§ **PROBLEMA PROPOSTO 1**
Transcreva integralmente, sem qualquer alteração, a reportagem sobre a morte do vereador Faury de Lima apresentada a seguir.
━━━━━━━━━━
100 ANOS DA COMARCA: Os desdobramentos da morte do vereador


Adolar (no detalhe) foi assassinado à queima-roupa ACERVO DE FERNANDO TOKARSKI

Até hoje segue um mistério a causa da morte de Faury de Lima, que rolou das escadarias da Câmara em agosto de 1955

 

Quem acompanha esta série de reportagens já percebeu que desde sempre a política ditou os rumos do Município para o bem e para o mal. Isso não era uma particularidade dos primórdios da cidade, quando os resquícios da Guerra do Contestado, o poder da Lumber e a disputa política formavam um imbróglio muitas vezes entendido somente pelas figuras públicas da época.

Um episódio ocorrido em 22 de agosto de 1955 ilustra bem isso.

Naquele dia, durante sessão da Câmara, o vereador Faury de Lima (PSD) se irritou de tal forma com o colega Silvio Mayer (UDN), que depois de ligeira troca de palavras, “em voz baixa”, conforme relatou o CN à época, arremessou uma cadeira contra Mayer. A cadeira atingiu o udenista de raspão, provocando apenas arranhões.

Sem dizer palavra alguma, Lima saiu desembestado da Câmara, que funcionava onde hoje está a Biblioteca Municipal. No caminho teria topado com o irmão marista Geraldo Luiz, diretor do Ginásio Santa Cruz.

Na pressa, acabou derrubando o padre. Os dois rolaram escada abaixo, quebrando os vidros da janela que dá no fim da escada. Irmão Geraldo sofreu leves escoriações, mas Lima sofreu ferimentos mais graves.

Peesedistas acusaram Adolar Wiese, udenista notório que estava na plateia, de ter empurrado Lima escada abaixo, versão nunca confirmada oficialmente.

Os ferimentos abertos pelos cacos de vidro causaram tétano em Lima, que no dia 7 de setembro de 1955 faleceu, com apenas 23 anos. O Correio do Norte homenageou o até então rival político. “Faury de Lima! Adversários que sempre fomos no trato das coisas políticas, dessa mesma política que tem o condão de desunir os homem, e que, no entanto, mais fortalecia nossa amizade. Era a maior esperança dessa novíssima juventude canoinhense.”
━━━━━━━━━━
§ **PROBLEMA PROPOSTO 2**
Extraia das entradas abaixo cada linha que contenha a string "baked", levando em conta a distinção entre maiúsculas e minúsculas.

§ **DADOS FORNECIDOS**
━━━━━━━━━━
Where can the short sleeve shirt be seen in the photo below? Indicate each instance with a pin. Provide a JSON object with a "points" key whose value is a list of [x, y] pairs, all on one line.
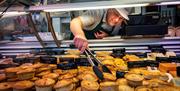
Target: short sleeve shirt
{"points": [[91, 18]]}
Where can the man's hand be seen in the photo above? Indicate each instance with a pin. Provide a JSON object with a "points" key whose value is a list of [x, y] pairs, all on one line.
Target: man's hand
{"points": [[100, 35], [81, 43]]}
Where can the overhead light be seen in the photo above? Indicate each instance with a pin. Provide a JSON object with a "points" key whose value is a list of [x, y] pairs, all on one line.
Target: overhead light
{"points": [[93, 8], [14, 13], [169, 3]]}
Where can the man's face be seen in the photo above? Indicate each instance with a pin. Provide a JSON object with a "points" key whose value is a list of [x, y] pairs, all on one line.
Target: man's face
{"points": [[114, 18]]}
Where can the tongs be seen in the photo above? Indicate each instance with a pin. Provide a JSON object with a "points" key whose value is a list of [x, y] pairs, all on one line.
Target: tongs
{"points": [[95, 68]]}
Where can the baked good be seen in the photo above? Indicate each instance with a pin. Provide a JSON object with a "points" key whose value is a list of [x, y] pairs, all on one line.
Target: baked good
{"points": [[43, 73], [44, 84], [38, 65], [78, 89], [108, 86], [34, 79], [26, 73], [64, 85], [166, 67], [109, 77], [2, 77], [5, 86], [143, 88], [89, 77], [66, 76], [11, 72], [122, 81], [75, 80], [52, 66], [82, 69], [108, 62], [89, 85], [156, 83], [73, 52], [23, 86], [125, 88], [137, 71], [58, 71], [120, 64], [166, 88], [12, 79], [51, 75], [39, 70], [134, 80]]}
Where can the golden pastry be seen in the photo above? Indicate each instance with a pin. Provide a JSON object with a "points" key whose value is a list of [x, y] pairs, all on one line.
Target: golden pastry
{"points": [[11, 72], [143, 88], [43, 73], [73, 52], [26, 73], [66, 76], [108, 86], [44, 84], [2, 77], [89, 77], [64, 85], [125, 88], [5, 86], [58, 71], [51, 75], [52, 66], [109, 77], [89, 86], [122, 81], [23, 86]]}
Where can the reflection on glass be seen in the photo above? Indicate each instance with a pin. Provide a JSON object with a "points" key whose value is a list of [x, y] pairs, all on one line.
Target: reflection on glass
{"points": [[17, 28]]}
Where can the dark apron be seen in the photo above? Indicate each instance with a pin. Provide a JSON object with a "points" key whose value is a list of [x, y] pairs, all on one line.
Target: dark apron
{"points": [[90, 33]]}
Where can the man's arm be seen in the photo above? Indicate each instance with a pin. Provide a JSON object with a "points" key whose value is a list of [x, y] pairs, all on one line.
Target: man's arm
{"points": [[76, 27], [80, 40]]}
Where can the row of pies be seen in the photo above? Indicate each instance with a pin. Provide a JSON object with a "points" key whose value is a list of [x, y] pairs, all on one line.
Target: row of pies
{"points": [[46, 77]]}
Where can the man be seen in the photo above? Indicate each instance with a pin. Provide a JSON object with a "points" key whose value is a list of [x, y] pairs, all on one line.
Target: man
{"points": [[96, 24]]}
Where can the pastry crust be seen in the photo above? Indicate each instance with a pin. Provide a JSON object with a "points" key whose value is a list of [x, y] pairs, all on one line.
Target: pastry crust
{"points": [[11, 72], [51, 75], [5, 86], [143, 88], [89, 85], [22, 85], [2, 77], [125, 88], [73, 52], [43, 73], [109, 77], [45, 82], [108, 86], [134, 79], [122, 81], [89, 77]]}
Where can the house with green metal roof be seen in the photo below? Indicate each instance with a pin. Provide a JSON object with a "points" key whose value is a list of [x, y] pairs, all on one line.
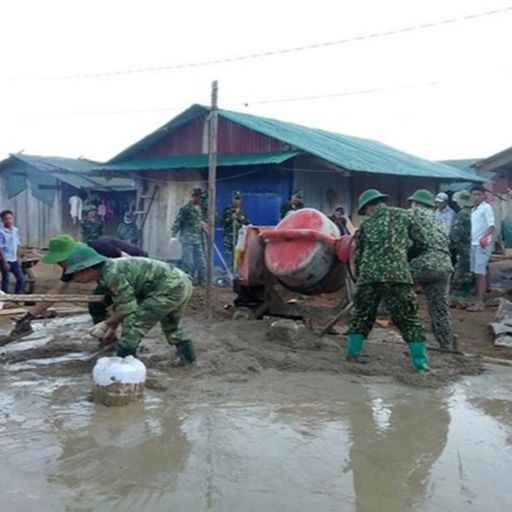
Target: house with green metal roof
{"points": [[38, 189], [265, 159]]}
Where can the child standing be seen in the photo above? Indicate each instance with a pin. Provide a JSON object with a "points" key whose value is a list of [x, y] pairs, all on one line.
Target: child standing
{"points": [[10, 252]]}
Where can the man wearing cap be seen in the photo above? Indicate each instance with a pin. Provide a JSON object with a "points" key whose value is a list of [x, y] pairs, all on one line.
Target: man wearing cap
{"points": [[128, 230], [382, 273], [432, 269], [190, 223], [233, 218], [295, 203], [92, 228], [460, 244], [144, 292], [60, 247], [444, 212], [482, 229]]}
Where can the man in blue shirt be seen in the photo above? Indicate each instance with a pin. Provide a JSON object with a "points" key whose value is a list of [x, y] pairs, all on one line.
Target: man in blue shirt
{"points": [[10, 252]]}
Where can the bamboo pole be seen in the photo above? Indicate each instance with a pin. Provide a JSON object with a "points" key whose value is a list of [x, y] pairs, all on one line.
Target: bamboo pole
{"points": [[212, 178], [43, 297]]}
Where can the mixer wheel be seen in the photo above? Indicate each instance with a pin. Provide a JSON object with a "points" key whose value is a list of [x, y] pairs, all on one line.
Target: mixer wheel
{"points": [[243, 314]]}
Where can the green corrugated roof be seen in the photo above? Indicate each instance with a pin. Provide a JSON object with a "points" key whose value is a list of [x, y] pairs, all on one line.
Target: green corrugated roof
{"points": [[352, 153], [198, 161], [466, 165]]}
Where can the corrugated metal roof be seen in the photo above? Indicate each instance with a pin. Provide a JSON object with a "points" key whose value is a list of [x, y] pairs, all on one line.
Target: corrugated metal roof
{"points": [[198, 161], [466, 165], [352, 153], [76, 172]]}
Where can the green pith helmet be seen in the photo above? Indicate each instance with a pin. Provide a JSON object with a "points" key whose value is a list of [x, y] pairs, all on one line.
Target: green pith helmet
{"points": [[59, 248], [368, 196], [423, 196], [83, 257], [463, 198]]}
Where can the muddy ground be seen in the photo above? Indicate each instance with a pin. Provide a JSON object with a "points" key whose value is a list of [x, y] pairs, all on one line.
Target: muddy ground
{"points": [[236, 350]]}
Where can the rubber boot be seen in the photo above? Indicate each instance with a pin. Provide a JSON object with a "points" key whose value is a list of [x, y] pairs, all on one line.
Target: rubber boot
{"points": [[186, 353], [355, 346], [419, 355], [122, 351]]}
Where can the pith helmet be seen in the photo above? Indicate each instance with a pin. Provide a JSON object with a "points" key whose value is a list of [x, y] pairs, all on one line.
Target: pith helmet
{"points": [[59, 249], [462, 198], [368, 196], [423, 196], [83, 257]]}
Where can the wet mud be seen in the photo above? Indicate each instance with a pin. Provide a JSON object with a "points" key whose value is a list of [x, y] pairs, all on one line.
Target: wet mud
{"points": [[237, 350], [261, 423]]}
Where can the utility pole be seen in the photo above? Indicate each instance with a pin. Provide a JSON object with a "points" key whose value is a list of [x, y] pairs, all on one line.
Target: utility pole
{"points": [[212, 193]]}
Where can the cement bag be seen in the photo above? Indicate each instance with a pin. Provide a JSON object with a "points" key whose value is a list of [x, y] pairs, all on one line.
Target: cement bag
{"points": [[118, 381]]}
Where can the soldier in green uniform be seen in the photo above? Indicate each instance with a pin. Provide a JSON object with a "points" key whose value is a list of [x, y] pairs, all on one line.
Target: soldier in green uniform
{"points": [[433, 269], [190, 223], [382, 273], [460, 243], [144, 292], [128, 230], [233, 218], [92, 228], [295, 203]]}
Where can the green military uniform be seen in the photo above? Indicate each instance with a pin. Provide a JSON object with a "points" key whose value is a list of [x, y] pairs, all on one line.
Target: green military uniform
{"points": [[188, 224], [383, 274], [433, 269], [460, 244], [91, 229], [144, 291], [147, 291], [232, 220], [289, 207]]}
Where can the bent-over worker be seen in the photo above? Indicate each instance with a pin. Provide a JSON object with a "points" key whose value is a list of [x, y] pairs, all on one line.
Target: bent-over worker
{"points": [[59, 249], [432, 269], [144, 292], [382, 273]]}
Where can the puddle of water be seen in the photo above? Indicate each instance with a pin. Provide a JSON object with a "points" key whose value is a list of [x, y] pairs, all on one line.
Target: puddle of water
{"points": [[378, 447], [30, 364]]}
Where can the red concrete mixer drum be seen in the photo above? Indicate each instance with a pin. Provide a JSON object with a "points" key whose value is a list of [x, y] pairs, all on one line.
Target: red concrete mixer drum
{"points": [[301, 251]]}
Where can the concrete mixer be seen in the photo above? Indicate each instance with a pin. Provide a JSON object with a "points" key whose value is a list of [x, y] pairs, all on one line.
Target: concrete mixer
{"points": [[304, 254]]}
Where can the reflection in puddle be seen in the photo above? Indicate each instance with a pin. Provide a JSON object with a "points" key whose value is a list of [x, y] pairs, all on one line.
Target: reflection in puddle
{"points": [[379, 447]]}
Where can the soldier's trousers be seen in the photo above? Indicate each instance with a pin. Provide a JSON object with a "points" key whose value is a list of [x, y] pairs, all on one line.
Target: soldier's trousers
{"points": [[166, 306], [401, 301], [436, 286], [98, 310], [193, 259]]}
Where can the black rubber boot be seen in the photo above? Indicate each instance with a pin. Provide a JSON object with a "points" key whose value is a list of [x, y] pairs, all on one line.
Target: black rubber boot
{"points": [[186, 353]]}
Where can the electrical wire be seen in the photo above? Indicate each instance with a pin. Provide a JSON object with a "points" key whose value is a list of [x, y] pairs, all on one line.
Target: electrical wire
{"points": [[282, 51]]}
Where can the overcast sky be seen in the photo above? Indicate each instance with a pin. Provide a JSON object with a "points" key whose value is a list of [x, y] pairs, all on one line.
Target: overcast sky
{"points": [[440, 93]]}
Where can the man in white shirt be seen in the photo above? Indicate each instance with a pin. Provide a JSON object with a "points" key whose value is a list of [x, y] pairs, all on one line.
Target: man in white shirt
{"points": [[444, 212], [10, 252], [482, 228]]}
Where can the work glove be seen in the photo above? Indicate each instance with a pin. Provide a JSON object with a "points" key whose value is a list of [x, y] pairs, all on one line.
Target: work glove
{"points": [[100, 330], [485, 241]]}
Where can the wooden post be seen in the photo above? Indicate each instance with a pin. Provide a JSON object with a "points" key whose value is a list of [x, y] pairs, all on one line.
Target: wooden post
{"points": [[212, 193]]}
━━━━━━━━━━
§ **RESPOSTA FINAL 1**
100 ANOS DA COMARCA: Os desdobramentos da morte do vereador


Adolar (no detalhe) foi assassinado à queima-roupa ACERVO DE FERNANDO TOKARSKI

Até hoje segue um mistério a causa da morte de Faury de Lima, que rolou das escadarias da Câmara em agosto de 1955

 

Quem acompanha esta série de reportagens já percebeu que desde sempre a política ditou os rumos do Município para o bem e para o mal. Isso não era uma particularidade dos primórdios da cidade, quando os resquícios da Guerra do Contestado, o poder da Lumber e a disputa política formavam um imbróglio muitas vezes entendido somente pelas figuras públicas da época.

Um episódio ocorrido em 22 de agosto de 1955 ilustra bem isso.

Naquele dia, durante sessão da Câmara, o vereador Faury de Lima (PSD) se irritou de tal forma com o colega Silvio Mayer (UDN), que depois de ligeira troca de palavras, “em voz baixa”, conforme relatou o CN à época, arremessou uma cadeira contra Mayer. A cadeira atingiu o udenista de raspão, provocando apenas arranhões.

Sem dizer palavra alguma, Lima saiu desembestado da Câmara, que funcionava onde hoje está a Biblioteca Municipal. No caminho teria topado com o irmão marista Geraldo Luiz, diretor do Ginásio Santa Cruz.

Na pressa, acabou derrubando o padre. Os dois rolaram escada abaixo, quebrando os vidros da janela que dá no fim da escada. Irmão Geraldo sofreu leves escoriações, mas Lima sofreu ferimentos mais graves.

Peesedistas acusaram Adolar Wiese, udenista notório que estava na plateia, de ter empurrado Lima escada abaixo, versão nunca confirmada oficialmente.

Os ferimentos abertos pelos cacos de vidro causaram tétano em Lima, que no dia 7 de setembro de 1955 faleceu, com apenas 23 anos. O Correio do Norte homenageou o até então rival político. “Faury de Lima! Adversários que sempre fomos no trato das coisas políticas, dessa mesma política que tem o condão de desunir os homem, e que, no entanto, mais fortalecia nossa amizade. Era a maior esperança dessa novíssima juventude canoinhense.”

§ **RESPOSTA FINAL 2**
Where can the baked good be seen in the photo above? Indicate each instance with a pin. Provide a JSON object with a "points" key whose value is a list of [x, y] pairs, all on one line.
Target: baked good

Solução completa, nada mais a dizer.